--- RAW DATA ---
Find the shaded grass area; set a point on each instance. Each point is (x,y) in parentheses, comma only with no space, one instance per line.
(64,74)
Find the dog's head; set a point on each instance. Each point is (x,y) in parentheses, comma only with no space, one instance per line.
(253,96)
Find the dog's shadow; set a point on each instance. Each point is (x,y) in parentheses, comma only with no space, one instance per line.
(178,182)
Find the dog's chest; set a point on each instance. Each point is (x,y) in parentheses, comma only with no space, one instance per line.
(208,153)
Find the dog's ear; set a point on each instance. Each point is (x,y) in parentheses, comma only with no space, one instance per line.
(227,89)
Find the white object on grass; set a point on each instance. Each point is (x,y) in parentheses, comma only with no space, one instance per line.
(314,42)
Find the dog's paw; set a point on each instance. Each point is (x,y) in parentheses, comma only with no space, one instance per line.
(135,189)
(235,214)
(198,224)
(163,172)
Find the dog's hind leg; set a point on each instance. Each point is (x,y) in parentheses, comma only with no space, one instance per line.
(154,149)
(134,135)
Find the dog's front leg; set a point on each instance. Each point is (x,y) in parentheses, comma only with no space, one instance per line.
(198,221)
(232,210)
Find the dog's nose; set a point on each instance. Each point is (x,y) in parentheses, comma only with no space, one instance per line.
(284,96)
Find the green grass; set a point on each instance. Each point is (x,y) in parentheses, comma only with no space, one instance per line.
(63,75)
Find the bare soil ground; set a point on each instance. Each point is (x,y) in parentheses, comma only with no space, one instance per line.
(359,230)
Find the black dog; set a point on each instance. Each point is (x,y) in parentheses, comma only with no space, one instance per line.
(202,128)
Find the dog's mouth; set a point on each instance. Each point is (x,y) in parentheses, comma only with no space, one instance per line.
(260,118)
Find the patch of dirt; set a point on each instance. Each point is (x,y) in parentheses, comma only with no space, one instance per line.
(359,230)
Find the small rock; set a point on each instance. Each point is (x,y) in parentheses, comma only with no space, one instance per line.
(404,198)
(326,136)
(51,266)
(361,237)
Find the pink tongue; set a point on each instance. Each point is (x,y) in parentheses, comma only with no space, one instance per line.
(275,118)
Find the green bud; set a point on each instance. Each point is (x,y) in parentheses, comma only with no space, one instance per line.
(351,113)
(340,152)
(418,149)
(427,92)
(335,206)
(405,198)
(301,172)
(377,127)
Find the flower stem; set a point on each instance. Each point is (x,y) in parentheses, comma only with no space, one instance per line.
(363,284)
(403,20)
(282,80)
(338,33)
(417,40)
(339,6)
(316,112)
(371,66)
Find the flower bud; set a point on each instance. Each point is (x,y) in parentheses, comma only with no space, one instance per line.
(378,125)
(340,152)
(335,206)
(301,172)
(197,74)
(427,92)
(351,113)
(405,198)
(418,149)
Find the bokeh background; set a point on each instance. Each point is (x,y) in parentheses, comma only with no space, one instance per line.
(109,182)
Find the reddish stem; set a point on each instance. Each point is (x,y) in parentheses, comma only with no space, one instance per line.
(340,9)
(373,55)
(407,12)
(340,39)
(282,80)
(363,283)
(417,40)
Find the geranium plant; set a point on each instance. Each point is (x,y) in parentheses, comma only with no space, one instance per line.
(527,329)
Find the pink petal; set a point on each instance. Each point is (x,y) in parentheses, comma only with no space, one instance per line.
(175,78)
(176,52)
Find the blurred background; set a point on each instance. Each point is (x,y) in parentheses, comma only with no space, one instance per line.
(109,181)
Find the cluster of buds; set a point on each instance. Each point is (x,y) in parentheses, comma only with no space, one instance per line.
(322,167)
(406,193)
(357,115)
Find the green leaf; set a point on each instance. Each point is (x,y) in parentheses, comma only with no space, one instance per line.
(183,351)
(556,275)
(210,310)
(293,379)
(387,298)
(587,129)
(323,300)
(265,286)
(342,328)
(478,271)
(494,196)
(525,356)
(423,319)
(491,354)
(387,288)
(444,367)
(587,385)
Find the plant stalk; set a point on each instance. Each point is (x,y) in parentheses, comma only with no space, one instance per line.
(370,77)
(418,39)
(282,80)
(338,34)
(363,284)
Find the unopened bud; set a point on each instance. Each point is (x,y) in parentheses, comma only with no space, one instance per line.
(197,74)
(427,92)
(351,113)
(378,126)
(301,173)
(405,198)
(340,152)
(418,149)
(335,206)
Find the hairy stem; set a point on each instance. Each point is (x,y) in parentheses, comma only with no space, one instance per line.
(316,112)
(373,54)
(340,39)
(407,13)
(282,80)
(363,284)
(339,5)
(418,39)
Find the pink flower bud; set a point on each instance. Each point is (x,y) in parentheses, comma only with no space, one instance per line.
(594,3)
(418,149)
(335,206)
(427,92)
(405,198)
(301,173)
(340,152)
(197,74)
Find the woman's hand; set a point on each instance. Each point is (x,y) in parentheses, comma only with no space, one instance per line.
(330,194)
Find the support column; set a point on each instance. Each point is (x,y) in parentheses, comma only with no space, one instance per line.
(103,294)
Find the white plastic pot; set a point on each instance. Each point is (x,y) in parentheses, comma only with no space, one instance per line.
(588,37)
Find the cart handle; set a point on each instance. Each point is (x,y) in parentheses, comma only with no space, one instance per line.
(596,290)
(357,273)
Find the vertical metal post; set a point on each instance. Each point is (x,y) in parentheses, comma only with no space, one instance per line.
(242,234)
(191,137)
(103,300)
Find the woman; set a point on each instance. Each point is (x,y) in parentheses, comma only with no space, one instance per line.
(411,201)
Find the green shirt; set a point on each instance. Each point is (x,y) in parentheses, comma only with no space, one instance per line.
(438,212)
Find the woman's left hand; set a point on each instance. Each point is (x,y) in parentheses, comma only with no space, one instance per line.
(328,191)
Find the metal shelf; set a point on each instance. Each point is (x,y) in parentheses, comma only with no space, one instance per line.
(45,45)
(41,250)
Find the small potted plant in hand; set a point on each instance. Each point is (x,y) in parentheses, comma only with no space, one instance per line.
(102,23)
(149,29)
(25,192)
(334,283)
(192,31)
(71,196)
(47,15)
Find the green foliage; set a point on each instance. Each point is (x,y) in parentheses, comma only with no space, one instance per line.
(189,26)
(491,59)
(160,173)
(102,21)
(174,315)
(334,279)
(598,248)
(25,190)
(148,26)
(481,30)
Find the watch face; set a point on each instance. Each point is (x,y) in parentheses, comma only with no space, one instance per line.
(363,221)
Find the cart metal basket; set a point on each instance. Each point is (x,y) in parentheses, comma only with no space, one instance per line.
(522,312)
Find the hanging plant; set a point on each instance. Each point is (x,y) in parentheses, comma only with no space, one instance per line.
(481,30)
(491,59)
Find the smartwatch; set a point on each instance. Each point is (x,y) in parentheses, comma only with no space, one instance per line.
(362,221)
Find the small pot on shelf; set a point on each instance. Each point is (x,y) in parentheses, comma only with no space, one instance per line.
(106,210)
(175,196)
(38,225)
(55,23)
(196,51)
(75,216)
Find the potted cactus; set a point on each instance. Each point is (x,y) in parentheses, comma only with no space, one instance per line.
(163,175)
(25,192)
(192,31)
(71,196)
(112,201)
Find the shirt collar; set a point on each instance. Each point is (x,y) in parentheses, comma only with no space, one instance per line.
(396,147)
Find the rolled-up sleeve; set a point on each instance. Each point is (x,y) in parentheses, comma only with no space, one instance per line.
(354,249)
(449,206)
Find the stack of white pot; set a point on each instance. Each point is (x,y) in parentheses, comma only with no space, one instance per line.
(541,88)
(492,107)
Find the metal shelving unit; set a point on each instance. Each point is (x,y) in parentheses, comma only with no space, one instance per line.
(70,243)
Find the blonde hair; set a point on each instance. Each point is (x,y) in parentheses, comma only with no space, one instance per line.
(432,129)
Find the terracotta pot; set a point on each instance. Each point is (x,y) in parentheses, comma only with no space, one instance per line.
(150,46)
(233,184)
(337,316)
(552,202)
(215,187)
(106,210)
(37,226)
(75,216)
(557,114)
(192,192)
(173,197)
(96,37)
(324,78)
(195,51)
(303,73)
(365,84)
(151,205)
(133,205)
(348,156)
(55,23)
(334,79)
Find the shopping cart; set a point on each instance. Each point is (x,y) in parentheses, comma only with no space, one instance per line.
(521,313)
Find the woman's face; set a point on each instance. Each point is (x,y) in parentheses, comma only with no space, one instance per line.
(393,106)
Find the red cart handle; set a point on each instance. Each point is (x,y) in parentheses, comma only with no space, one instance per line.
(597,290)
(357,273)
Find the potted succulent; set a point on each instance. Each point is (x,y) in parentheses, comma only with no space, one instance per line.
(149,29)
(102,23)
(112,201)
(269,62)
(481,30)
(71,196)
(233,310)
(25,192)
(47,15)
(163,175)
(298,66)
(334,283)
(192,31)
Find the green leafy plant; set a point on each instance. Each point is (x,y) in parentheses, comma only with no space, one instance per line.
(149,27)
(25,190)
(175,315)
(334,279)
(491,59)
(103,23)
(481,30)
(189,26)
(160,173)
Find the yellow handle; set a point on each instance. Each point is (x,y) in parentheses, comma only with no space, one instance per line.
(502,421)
---
--- RAW DATA ---
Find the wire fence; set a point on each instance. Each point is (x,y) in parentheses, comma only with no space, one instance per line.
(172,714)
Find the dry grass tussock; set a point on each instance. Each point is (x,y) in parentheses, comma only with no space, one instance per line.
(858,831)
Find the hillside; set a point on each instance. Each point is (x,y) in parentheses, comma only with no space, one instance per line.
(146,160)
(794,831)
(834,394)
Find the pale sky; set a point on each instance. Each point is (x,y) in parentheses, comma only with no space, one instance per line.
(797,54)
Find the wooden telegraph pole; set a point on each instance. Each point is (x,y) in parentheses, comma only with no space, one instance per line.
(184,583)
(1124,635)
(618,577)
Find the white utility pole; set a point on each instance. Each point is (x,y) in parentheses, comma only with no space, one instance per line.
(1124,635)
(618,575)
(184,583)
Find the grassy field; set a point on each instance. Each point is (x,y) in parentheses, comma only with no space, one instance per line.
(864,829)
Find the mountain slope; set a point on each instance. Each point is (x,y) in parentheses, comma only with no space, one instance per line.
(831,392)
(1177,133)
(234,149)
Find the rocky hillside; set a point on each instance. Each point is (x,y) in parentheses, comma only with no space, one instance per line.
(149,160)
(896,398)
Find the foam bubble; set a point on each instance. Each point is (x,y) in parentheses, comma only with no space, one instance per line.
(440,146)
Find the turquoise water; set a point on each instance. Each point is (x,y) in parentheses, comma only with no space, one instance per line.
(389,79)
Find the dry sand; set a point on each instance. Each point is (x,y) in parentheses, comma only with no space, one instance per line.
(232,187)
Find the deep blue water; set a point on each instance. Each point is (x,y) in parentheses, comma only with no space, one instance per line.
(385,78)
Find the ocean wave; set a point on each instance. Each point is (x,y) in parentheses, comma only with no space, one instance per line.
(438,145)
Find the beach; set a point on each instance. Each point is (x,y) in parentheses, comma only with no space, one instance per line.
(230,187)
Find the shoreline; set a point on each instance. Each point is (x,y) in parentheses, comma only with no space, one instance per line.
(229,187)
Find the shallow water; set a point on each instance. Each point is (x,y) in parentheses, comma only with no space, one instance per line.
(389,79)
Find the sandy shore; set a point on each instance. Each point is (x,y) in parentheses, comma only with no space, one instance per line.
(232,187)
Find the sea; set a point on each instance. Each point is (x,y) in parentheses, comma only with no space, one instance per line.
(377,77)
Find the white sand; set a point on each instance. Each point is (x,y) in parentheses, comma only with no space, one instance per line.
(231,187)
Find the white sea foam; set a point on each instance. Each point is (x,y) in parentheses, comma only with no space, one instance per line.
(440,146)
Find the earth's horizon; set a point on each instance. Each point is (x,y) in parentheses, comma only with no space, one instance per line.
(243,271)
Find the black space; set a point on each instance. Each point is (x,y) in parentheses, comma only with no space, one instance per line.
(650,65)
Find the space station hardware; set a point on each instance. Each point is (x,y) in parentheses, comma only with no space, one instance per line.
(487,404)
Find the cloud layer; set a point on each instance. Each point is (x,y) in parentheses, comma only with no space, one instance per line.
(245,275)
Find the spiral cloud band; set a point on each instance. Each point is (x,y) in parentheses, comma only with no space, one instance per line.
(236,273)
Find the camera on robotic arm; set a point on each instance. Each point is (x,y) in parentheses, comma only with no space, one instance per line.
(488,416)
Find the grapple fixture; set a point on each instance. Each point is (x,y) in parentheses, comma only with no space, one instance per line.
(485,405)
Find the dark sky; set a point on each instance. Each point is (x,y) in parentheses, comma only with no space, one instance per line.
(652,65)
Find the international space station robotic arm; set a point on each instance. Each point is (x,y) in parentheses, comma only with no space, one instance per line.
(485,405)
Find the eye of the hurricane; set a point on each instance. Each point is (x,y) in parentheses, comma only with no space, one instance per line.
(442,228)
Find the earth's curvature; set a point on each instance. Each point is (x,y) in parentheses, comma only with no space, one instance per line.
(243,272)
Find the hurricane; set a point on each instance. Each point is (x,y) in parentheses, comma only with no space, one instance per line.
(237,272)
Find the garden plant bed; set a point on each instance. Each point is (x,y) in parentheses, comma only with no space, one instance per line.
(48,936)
---
## WHAT IS NEEDED
Please pull out every line of the material above that contains the string "small", treating uppercase and lowercase as different.

## COMPLETED EXERCISE
Find the small rock; set a point on each instance. Each point is (x,y) in parentheses, comma only with no space, one instance per line.
Find the small potted plant in hand; set a point on each instance. Each point is (x,y) in parentheses, comma only with no space, one instance per line.
Find the small pot on shelf; set a point on each instance. Each point is (x,y) in parentheses, comma only with no space, one instance per line.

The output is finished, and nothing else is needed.